■ **Source document**

________

Along with well-heeled high school and college students, I was a big fan of the site. Answers were usually complete, well researched, and well written. But quality isn't always rewarded on the Internet. Google just couldn't compete with Yahoo Answers, a free service that relied not on paying customers, but on a mammoth and loyal Yahoo community. Google's official Google Answers response to the question "What has happened to Answers?" is "There is no answer at this time." Google may not be accepting your questions, but you can still search the database of answers.

Google Coupons: Expires 2006

It almost seems as if Google Coupons is Google's equivalent to a white rhino--they both exist but few have seen one. Google Coupons is a feature within the Google Local Business Center service that allows companies to create Web-based coupons and display them within Google Maps.

The idea behind Google Coupons is that when you are searching for a local business using Google Maps, a local company can deliver a coupon enticing you to do business with it. The coupon would be displayed next to the Google Map and could be printed out and redeemed.

It's a nifty idea, but as an avid user of Google Maps, in the two years Google Coupons has been available I've never come across one when using a map. Have you?

Google Hangs Up On Google Voice Search

From the Google department of way-before-its time came Google Voice Search. The service, which was originally an experiment within Google Labs, was launched in 2003 and worked like this. First, visit the Google Voice Search site. Next, call the phone number on the screen and speak your keyword search query. Then go back to your browser, click on the link on the Google Voice Search site, and bingo, a window with the search results appears.

No wonder this service got nixed. Searching the Web like this is comparable to calling up your brother-in-law to drive across town and brush your teeth for you before you go to bed. On the other hand, this cool technology experiment was a precursor to mobile phone services of today such as ChaCha and Google's own, very handy Google 411 service.

Google Viewer: I'm Not Seeing It

The idea behind the Google Viewer software program was that you could type in a query, press submit, and then sit back and watch as it loaded actual Web pages that it found. Next, Google Viewer displayed the results to you as a slide show. The program, which PC World reported on in 2002, was eventually abandoned.

________

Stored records
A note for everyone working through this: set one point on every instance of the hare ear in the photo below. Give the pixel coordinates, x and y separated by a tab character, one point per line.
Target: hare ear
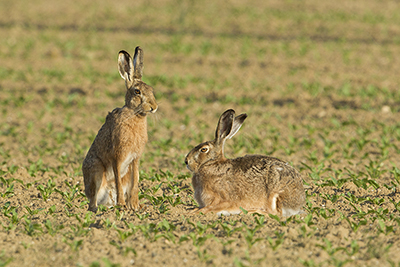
138	63
125	67
237	123
224	127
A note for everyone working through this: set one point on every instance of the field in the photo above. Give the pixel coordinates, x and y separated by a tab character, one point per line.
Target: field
319	81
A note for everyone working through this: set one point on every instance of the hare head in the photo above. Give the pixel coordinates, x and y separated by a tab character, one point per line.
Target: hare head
213	151
139	96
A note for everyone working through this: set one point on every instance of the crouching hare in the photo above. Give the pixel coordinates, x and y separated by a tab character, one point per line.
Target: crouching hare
256	183
111	167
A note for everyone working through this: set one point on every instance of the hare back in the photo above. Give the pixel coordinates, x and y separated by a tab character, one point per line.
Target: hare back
107	194
121	138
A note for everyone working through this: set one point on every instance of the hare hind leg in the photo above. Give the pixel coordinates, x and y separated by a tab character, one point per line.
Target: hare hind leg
225	208
93	176
133	190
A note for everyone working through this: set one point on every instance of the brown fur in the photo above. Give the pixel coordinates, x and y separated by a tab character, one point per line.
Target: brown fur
111	167
256	183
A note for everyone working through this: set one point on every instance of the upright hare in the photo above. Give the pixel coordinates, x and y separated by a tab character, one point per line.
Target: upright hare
111	167
256	183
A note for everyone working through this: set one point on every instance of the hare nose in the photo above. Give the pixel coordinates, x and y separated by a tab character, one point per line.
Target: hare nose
152	110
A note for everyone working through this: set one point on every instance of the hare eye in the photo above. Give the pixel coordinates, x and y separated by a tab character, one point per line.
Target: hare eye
204	150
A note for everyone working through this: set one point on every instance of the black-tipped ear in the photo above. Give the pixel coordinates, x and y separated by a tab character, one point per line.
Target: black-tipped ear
224	125
237	123
138	63
125	66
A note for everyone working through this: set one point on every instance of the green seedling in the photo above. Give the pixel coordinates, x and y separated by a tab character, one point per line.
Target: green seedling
51	229
124	251
250	235
47	190
123	235
73	244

________

■ **Parts of the exercise**
A – Answer these questions from the text on discontinued Google services:
(i) In what year was Google Voice Search launched?
(ii) Google Coupons is a feature within which Google service?
(iii) In what year did PC World report on the Google Viewer program?
B – Transcribe the records word for word, everything from the line containing "the hare hind" down to the end of the records, with both ends included.

■ **Outputs in order**
A –
(i) 2003
(ii) The Google Local Business Center service
(iii) 2002

B –
A note for everyone working through this: set one point on every instance of the hare hind leg in the photo above. Give the pixel coordinates, x and y separated by a tab character, one point per line.
Target: hare hind leg
225	208
93	176
133	190
A note for everyone working through this: set one point on every instance of the brown fur in the photo above. Give the pixel coordinates, x and y separated by a tab character, one point per line.
Target: brown fur
111	167
256	183
A note for everyone working through this: set one point on every instance of the upright hare in the photo above. Give the pixel coordinates, x and y separated by a tab character, one point per line.
Target: upright hare
111	167
256	183
A note for everyone working through this: set one point on every instance of the hare nose in the photo above. Give the pixel coordinates, x and y separated by a tab character, one point per line.
Target: hare nose
152	110
A note for everyone working through this: set one point on every instance of the hare eye in the photo above. Give the pixel coordinates, x and y separated by a tab character, one point per line.
Target: hare eye
204	150
A note for everyone working through this: set one point on every instance of the black-tipped ear in the photo above. Give the pixel coordinates, x and y separated by a tab character, one point per line.
Target: black-tipped ear
224	125
237	123
138	63
125	66
A note for everyone working through this: set one point on every instance of the green seedling in the photo above. Give the pixel coordinates, x and y separated by a tab character, one point per line.
Target: green seedling
51	229
124	251
250	235
47	190
123	235
73	244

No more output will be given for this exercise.